Extract:
============

Bard’s United States net sales of $592.0 million for the quarter ended June 30, 2015 increased 7% compared to $555.1 million in the prior year quarter. International net sales of $267.8 million for the quarter ended June 30, 2015 decreased 2% on a reported basis (increased 11% on a constant currency basis) compared to $272.0 million in the prior year quarter. Bard’s United States net sales of $1,166.1 million for the six months ended June 30, 2015 increased 5% compared to $1,106.5 million in the prior year period. International net sales of $513.4 million for the six months ended June 30, 2015 decreased 1% on a reported basis (increased 9% on a constant currency basis) compared to $519.9 million in the prior year period.

A summary of net sales by product group category is as follows:

Product Group Summary of Net Sales

 

     Quarter Ended June 30,     Six Months Ended June 30,  
     2015      2014      Change     Constant
Currency
    2015      2014      Change     Constant
Currency
 
(dollars in millions)

============

Stored data:
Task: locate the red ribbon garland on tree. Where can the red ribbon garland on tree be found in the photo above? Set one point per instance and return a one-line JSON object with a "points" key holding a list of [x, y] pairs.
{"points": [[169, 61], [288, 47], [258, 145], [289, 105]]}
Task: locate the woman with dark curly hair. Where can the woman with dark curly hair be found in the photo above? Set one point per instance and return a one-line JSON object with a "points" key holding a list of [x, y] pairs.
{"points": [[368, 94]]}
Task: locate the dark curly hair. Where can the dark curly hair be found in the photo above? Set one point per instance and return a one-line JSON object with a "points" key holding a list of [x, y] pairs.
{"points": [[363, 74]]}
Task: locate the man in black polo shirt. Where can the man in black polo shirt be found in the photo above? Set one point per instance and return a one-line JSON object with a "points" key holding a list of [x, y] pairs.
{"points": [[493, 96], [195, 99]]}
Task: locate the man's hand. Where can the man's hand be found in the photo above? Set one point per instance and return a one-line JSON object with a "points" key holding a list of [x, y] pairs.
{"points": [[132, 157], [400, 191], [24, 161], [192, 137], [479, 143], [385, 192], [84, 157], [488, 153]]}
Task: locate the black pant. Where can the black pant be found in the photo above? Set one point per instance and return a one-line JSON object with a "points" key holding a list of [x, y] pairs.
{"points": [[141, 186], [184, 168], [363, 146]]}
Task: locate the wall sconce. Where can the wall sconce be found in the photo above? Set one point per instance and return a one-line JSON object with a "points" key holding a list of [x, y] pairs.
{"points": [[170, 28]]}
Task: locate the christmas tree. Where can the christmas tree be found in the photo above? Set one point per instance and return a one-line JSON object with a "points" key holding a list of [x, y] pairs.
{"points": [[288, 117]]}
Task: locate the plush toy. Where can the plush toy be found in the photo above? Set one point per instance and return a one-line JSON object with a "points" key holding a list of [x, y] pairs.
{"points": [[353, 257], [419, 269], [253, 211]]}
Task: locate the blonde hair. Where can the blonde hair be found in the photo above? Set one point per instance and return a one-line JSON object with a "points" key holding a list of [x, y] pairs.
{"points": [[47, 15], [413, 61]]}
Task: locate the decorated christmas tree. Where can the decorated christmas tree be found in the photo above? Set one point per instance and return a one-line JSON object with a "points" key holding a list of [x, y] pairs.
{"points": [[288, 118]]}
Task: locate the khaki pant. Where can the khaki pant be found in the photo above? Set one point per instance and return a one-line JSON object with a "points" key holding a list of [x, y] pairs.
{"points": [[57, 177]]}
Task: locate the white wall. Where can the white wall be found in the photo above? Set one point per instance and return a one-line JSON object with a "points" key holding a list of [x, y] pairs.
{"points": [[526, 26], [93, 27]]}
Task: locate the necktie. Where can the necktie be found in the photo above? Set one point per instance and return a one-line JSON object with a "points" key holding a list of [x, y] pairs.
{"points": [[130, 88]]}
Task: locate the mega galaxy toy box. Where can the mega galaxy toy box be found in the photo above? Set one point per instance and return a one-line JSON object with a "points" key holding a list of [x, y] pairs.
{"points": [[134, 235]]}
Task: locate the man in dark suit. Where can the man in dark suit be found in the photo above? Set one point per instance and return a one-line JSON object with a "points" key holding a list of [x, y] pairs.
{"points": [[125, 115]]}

============

Tasks to perform:
a. Please duplicate the part of the Bard net sales excerpt that begins at "Quarter Ended June 30,     Six" and stops after "(dollars in millions)".
b. Using the Bard net sales excerpt, decide whether each statement agrees with it, answering yes or no and quoting the deciding words: (i) United States net sales for the quarter ended June 30, 2015 rose 7% over the prior year quarter; (ii) international net sales for the six months ended June 30, 2015 increased on a reported basis; (iii) United States net sales for the six months ended June 30, 2015 exceeded $1,200 million.

Solved problems:
a.
Quarter Ended June 30,     Six Months Ended June 30,  
     2015      2014      Change     Constant
Currency
    2015      2014      Change     Constant
Currency
 
(dollars in millions)

b.
(i) Yes: "increased 7% compared to $555.1 million in the prior year quarter"
(ii) No: "decreased 1% on a reported basis"
(iii) No: "Bard’s United States net sales of $1,166.1 million for the six months ended June 30, 2015"